● Task instructions
1. In the text on numerical distance and problem size, which study is cited for the numerical distance effect?
2. Copy the stretch of the listing from the line containing "locate flagpole, then" through the line containing "[297,432,449,633]", both lines included.

● Supplied text
## START

Numerical distance and problem size effect
Numerical magnitude is the primary information to be represented by numbers. Several behavioural effects allow for inferences about the mental representation of number magnitude (Dehaene, 1992; Dehaene et al., 1993; Fias, 1996). For instance, the numerical distance effect (Moyer & Landauer, 1967) describes the negative relationship between the absolute numerical distance between two numbers and the time needed to compare the two numbers regarding their magnitude. In other words, it reflects that comparing numerically closer numbers (e.g., 4 and 5) is slower and more error prone than comparing more distant ones (e.g., 1 and 9). Usually, the numerical distance effect is accounted for by the assumption that mental representations of closer numbers overlap more than those of more distant numbers, which makes the latter easier to distinguish. Moreover, the problem size effect reflects that performance with numbers decreases as their magnitude increases. For instance, when distance is kept constant comparisons of two numbers are more difficult (in terms of longer RT and more errors for larger numbers (e.g., 517 vs. 519) as compared to smaller ones (17 vs. 19, e.g., Brysbaert, 1995; Parkman, 1971).
This is of particular relevance, as these effects reflect basic number magnitude processing. As such, in case we find alterations to these numerical effects in a task switching paradigm, this would indicate an influence of the active exertion of cognitive control on basic number processing.

## END

● Given records
## START

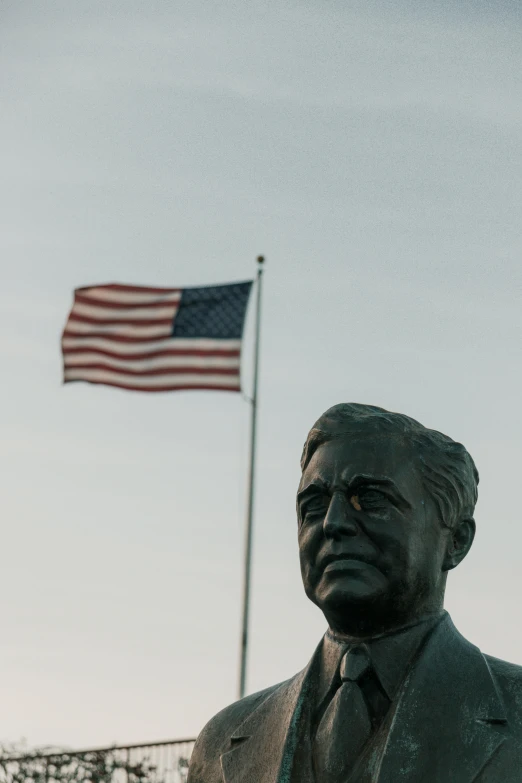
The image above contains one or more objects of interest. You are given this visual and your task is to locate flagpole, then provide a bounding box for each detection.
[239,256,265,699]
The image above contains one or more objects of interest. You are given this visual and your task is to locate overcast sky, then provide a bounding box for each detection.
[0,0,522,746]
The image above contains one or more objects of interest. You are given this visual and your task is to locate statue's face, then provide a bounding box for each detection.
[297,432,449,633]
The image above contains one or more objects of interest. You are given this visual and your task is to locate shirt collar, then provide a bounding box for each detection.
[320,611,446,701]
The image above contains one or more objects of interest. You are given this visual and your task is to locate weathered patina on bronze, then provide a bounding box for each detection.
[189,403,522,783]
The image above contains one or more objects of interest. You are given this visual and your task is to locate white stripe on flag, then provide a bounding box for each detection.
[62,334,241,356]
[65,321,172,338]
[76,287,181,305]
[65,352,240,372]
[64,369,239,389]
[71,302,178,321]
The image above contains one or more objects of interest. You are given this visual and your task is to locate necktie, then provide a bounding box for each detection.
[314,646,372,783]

## END
## START

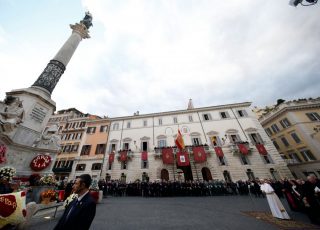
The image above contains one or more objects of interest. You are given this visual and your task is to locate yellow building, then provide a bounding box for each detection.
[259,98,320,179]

## END

● Solutions to each task
1. Moyer & Landauer, 1967.

2.
The image above contains one or more objects of interest. You are given this visual and your task is to locate flagpole, then provide a bounding box for each detection.
[239,256,265,699]
The image above contains one or more objects of interest. You are given this visual and your task is to locate overcast sky, then provide a bounding box for each detection.
[0,0,522,746]
The image above contains one or more objects of interest. You are given this visual and your task is to locate statue's face, then provide a bounding box for each detection.
[297,432,449,633]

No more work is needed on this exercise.